(Region segmentation data)
>> start
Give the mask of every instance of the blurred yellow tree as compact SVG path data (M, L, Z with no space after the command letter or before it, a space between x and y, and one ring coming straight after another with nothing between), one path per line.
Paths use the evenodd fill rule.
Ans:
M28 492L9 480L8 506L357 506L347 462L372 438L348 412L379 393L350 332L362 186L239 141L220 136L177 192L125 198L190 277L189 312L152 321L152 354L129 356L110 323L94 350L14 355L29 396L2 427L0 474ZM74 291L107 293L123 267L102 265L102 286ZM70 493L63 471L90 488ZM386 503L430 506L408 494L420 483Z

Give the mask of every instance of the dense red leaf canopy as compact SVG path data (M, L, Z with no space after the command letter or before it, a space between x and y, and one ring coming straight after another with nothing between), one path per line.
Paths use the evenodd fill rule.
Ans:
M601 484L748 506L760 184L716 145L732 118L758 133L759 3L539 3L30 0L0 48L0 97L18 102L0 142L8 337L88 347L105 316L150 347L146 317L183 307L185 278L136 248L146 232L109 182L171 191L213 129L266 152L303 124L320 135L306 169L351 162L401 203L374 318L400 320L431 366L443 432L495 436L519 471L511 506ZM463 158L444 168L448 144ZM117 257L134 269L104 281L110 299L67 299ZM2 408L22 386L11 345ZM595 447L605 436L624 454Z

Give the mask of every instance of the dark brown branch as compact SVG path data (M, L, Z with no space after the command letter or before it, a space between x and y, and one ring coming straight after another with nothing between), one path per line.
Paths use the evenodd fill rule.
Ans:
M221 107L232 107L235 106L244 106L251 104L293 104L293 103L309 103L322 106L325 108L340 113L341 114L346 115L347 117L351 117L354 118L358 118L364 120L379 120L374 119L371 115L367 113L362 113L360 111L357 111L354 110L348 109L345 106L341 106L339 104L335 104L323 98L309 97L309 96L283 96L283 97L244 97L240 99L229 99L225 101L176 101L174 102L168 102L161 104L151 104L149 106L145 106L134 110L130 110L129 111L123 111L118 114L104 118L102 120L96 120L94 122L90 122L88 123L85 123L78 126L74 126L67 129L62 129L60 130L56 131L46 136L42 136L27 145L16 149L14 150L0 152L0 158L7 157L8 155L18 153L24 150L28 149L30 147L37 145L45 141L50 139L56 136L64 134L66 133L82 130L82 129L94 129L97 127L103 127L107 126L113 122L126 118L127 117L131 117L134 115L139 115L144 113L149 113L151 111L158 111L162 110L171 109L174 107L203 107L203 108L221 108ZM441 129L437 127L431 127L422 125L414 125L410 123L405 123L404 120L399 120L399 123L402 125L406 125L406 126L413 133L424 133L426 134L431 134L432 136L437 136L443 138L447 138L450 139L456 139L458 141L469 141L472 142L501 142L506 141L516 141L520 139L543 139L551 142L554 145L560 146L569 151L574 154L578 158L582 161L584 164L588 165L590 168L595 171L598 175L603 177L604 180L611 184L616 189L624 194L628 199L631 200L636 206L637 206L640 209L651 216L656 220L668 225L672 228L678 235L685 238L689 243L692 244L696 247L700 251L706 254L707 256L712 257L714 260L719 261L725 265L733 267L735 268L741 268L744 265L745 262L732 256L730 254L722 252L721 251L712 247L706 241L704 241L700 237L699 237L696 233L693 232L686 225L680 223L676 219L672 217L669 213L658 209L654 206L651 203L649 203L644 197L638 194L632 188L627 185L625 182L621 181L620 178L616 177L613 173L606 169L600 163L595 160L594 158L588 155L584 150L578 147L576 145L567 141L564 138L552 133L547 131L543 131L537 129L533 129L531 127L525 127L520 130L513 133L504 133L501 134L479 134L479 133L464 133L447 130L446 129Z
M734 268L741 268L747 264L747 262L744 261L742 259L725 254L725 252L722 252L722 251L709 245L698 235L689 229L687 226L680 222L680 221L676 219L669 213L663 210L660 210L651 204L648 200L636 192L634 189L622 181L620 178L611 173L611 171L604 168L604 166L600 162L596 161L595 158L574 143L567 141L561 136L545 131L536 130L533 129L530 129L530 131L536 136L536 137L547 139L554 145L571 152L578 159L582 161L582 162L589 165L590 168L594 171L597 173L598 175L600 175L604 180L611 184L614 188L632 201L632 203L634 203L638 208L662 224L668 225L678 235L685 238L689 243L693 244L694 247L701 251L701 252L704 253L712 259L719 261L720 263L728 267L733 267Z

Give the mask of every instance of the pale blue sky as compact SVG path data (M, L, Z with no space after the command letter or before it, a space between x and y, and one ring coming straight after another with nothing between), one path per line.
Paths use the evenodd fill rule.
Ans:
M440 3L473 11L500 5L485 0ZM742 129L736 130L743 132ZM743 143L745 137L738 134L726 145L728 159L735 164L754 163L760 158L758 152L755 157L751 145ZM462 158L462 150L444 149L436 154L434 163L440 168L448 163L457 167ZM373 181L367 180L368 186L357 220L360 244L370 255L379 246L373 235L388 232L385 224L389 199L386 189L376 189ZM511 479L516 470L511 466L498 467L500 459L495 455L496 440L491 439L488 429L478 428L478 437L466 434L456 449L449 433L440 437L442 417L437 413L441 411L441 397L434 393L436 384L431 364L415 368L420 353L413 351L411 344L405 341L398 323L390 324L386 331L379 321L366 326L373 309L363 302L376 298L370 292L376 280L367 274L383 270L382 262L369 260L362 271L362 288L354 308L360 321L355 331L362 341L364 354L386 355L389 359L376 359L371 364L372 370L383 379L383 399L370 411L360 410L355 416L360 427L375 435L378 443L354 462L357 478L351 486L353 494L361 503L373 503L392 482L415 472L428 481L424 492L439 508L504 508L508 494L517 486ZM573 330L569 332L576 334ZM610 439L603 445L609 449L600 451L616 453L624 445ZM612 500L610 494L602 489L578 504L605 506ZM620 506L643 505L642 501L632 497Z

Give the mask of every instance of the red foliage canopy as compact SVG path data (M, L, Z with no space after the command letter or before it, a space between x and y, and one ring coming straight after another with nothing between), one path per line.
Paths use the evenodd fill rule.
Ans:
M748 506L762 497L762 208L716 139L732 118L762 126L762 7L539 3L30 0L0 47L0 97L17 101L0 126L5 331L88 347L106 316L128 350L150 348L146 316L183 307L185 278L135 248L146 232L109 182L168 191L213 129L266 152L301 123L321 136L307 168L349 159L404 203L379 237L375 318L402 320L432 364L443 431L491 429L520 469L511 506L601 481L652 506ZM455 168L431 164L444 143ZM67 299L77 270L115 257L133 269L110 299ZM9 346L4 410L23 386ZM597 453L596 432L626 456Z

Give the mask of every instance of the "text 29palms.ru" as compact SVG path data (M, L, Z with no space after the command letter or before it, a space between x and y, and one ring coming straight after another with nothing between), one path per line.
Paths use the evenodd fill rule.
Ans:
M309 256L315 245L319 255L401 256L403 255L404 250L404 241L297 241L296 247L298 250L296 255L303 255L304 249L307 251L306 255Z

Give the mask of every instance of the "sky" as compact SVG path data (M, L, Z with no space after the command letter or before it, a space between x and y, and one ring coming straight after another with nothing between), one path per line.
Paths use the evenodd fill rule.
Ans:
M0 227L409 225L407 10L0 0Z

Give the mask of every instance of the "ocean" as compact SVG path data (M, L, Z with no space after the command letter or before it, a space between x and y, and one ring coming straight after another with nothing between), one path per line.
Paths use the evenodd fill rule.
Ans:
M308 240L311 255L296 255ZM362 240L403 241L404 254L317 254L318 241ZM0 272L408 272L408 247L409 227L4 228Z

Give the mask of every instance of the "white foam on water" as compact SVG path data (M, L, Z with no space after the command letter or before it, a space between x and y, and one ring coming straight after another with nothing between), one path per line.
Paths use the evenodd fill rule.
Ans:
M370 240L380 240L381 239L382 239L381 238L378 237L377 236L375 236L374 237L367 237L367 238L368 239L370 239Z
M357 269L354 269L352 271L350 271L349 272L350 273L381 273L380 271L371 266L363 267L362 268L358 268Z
>> end
→ **Given problem**
Render the material above as a numbered list with blank lines omitted, beginning at its first line and stopping after the line that contains "M601 484L748 506L760". Include only those lines.

→ **Exercise answer**
1. Give the mask of every instance of the blurred yellow tree as compact SVG path data (M, L, Z with no space after the command letter or before it, a space between x and y, and one ring coming straight after another with nothing between), one path per line.
2. Paths use the evenodd fill rule.
3. Ans:
4. M28 492L9 480L8 506L357 506L347 462L372 438L348 412L379 393L350 332L362 186L239 141L220 136L177 192L125 198L190 277L189 312L152 321L152 354L129 356L110 323L94 350L14 355L29 396L2 427L0 474ZM74 291L107 293L123 267L102 265L102 286ZM70 493L63 471L90 488ZM386 503L430 506L408 494L420 483Z
5. Give the mask of every instance of the dense red leaf canopy as compact SVG path data (M, L, Z with no space after the command letter or before it, a space between x and y, and one ring coming straight after another with nothing between), one path per line.
6. Paths use the evenodd fill rule.
7. Ans:
8. M601 484L748 506L760 184L716 145L732 118L758 133L759 3L539 3L30 0L0 48L0 97L18 102L0 142L8 337L88 347L105 316L150 347L146 317L183 307L185 278L136 248L146 232L109 182L171 191L213 129L266 152L303 124L320 135L306 169L351 162L401 203L374 318L400 320L431 366L443 432L495 436L519 471L511 506ZM463 158L444 168L448 144ZM117 257L134 269L104 281L110 299L67 299ZM2 408L22 386L11 345ZM595 447L605 436L624 454Z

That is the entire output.